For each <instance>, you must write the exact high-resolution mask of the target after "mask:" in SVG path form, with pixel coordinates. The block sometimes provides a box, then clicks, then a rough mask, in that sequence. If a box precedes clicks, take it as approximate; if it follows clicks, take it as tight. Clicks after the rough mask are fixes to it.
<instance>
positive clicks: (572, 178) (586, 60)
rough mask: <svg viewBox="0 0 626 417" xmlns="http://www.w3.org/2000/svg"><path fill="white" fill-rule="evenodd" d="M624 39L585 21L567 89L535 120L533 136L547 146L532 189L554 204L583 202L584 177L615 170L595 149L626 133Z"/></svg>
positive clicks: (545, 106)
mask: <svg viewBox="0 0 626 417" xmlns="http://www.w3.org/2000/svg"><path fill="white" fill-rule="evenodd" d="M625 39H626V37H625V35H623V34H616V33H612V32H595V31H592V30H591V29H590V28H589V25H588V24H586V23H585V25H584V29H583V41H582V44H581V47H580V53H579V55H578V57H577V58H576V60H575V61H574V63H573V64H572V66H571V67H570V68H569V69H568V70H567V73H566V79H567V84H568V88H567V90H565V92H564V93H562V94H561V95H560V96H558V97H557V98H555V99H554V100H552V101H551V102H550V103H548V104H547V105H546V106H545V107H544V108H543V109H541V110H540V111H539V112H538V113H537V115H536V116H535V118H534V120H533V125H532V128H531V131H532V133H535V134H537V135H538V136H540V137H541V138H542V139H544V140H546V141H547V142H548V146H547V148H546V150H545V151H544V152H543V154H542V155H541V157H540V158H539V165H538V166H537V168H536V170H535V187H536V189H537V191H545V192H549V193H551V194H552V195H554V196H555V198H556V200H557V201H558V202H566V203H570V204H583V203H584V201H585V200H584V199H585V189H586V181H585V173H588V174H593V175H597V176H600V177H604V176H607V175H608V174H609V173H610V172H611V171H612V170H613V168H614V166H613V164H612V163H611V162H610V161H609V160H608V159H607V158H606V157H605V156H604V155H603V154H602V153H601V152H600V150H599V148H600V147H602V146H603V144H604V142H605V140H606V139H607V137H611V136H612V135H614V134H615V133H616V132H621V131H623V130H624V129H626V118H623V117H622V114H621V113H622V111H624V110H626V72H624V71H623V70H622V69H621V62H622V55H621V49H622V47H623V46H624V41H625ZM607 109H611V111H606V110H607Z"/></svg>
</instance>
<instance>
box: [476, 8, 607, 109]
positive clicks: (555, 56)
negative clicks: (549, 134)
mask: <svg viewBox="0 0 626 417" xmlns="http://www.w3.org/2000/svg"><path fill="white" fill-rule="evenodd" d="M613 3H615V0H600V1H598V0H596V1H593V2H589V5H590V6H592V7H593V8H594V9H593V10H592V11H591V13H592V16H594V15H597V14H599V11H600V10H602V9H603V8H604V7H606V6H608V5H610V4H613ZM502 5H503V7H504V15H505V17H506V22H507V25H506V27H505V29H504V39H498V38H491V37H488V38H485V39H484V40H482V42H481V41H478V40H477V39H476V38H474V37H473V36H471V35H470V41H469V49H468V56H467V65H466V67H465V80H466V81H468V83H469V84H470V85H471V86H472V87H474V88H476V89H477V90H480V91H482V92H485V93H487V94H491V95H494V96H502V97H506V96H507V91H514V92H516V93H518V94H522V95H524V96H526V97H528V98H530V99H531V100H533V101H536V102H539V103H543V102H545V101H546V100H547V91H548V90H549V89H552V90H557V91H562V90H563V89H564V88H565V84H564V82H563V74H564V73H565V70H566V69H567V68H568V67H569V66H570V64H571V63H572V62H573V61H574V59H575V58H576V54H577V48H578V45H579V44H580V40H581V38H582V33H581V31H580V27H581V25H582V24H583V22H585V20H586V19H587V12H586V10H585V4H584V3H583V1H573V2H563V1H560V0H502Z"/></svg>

═══

● **Problem statement**
What lines above contain the word "instance"? Please copy each one.

● **Written reply**
For each <instance>, you must write the exact high-resolution mask of the target after "mask:" in SVG path form, with pixel coordinates. The block sometimes provides a box, then clicks, then a rough mask, in that sequence. If a box precedes clicks, take it as approximate; if it follows clicks, take it as tight. Clicks after the rough mask are fixes to it.
<instance>
</instance>
<instance>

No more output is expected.